→ Short problem
Pull out every line of the entries below that contains the word "small", matching case exactly.

(Named region outline entries)
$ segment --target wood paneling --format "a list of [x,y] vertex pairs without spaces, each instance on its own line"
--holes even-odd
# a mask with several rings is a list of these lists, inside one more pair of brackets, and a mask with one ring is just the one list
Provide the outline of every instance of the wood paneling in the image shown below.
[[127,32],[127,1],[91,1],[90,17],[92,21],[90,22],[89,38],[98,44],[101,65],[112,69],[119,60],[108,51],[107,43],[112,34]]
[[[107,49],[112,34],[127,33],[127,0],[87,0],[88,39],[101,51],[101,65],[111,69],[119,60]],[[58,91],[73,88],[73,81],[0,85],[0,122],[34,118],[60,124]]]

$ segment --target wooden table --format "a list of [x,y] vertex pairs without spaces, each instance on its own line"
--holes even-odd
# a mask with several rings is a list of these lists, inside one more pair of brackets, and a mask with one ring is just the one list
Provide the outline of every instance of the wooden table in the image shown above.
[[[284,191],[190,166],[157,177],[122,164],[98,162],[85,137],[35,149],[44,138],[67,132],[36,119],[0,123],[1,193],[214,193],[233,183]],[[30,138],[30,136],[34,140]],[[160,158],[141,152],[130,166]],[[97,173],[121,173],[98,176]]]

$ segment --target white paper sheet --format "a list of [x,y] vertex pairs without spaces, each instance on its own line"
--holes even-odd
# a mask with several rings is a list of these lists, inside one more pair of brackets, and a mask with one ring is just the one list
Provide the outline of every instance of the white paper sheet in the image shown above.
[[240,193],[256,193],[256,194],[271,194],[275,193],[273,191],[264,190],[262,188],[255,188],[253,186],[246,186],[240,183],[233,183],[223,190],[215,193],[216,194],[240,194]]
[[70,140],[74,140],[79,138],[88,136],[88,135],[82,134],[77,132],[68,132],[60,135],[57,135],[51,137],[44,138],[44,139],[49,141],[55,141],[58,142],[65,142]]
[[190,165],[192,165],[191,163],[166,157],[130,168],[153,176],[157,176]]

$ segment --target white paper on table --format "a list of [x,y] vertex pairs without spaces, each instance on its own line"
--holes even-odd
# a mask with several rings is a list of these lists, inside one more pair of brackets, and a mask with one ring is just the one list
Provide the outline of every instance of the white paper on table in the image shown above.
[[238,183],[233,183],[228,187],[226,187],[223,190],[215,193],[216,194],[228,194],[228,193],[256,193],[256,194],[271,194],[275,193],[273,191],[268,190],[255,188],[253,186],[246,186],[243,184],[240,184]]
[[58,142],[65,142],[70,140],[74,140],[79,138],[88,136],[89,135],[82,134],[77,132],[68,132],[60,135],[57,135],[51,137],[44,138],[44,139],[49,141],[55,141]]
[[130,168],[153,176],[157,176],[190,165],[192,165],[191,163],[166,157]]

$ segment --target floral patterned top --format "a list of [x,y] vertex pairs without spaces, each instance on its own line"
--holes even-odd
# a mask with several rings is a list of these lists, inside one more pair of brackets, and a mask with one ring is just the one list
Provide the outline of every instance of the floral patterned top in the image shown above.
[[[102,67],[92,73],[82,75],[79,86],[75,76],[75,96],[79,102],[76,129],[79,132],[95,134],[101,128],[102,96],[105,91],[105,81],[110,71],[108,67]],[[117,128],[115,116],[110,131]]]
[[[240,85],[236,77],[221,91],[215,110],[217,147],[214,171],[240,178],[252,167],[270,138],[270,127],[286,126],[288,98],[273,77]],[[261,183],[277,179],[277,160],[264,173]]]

==

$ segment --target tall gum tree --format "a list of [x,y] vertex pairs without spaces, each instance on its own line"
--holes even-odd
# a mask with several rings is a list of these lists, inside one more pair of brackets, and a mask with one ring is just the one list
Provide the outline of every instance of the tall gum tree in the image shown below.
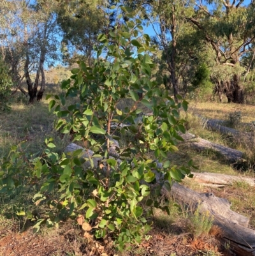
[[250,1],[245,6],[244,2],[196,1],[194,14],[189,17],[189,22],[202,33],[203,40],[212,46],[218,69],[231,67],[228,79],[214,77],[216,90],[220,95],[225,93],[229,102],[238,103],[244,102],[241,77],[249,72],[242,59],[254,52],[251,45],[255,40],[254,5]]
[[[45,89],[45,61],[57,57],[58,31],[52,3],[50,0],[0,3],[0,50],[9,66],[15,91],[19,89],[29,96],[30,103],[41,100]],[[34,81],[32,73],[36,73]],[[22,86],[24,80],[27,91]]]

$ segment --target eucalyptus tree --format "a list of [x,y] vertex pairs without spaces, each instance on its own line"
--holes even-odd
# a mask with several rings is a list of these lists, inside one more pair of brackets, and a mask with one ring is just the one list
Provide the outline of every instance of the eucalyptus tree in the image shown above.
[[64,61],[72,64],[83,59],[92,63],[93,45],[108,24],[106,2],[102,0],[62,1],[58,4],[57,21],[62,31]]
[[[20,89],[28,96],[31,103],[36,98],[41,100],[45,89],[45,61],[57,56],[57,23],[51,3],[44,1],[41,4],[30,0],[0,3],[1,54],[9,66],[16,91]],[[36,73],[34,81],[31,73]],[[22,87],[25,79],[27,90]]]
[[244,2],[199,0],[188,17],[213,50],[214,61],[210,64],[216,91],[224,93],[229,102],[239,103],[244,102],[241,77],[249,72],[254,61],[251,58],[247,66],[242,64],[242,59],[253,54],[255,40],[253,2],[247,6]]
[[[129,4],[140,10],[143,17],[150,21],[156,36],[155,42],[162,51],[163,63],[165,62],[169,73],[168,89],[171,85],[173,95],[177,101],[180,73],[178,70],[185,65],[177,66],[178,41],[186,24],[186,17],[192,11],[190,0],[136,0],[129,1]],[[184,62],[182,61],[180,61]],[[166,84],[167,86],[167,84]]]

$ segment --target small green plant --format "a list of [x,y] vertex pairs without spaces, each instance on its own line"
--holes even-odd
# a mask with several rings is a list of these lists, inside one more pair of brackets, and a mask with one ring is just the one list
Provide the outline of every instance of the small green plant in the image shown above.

→ Solution to this exercise
$ segment --target small green plant --format "a list of [x,y] vertex pairs without spaces, each instance on its own line"
Provide the outline of every instance of the small green plant in the image shown above.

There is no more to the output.